◆ **Document excerpt**:
Funny how our minds make these associations. Like probably no one else has this same association between these two pieces of art and yet it’s so strong and meaningful for me.
So I’ve been listening to this song for many years and back in the day I just thought of the story as this sad example of evil corporations exploiting and deceiving good hard working people, but over the years I started to perceive something I’d kind of been blind to: the masculinity. This is a song about what it means to be a man. It’s an answer to toxic masculinity.
And The Kingdoms of the Wall also had a lot of rather masculine feel to it, which annoyed me when I first read it, like when I was younger I just didn’t agree with the concept of gender and just kind of rejected this idea that people need to behave in certain ways based on their gender. And granted, i still feel that way but now, I’m not sure what’s different.
Hmm, not sure I like how this entry has gone so far. Like it just doesn’t seem as interesting as I’d hoped. I wasn’t planning on getting into the whole thing about gender though I don’t know where I expected my mind and fingers to go when I start talking about how this song represents what it means to be a man. My whole life everyone around me has been obsessed with gender–no that’s not true–from about 1994 when I changed shool districts and started high school all the way up to about 2007 when I moved to seattle and got involved with the kink community, but even then it was only certain people who were hyper focused on gender.
Gosh, I got real off topic. I just turned the song on. Maybe that’ll bring my mind back to what I actually wanted to say, except I think I already covered everything I wanted to say. It all just sounded so much more profound and meaningful in my head.
Oh wait, no the last thing is that being a man, at least in my head, a quote-unquote “real man” is about building things. I guess in Kingdoms of the Wall they weren’t building anything, so maybe going on an epic quest to fetch a piece of knowledge or data, can be equated to building something, as it is often just as necessary as the actual building. But anyway, manhood to me is defined by building something that matters to your community, that makes the lives of the people around you better. That’s why men are supposed to be strong, is not for war and destruction. It’s for lifting and connecting and building.
Blasting, and cutting through god’s country like a knife.
Showing no fear of what lies up ahead.

◆ **Assignment**:
According to the journal entry, in what year did the writer move to Seattle? The material comes from a separate, unrelated source.

◆ **Information shown**:
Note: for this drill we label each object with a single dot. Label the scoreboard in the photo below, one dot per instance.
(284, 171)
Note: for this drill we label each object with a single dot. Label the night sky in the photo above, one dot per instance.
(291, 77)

◆ **Response to this exercise**:
2007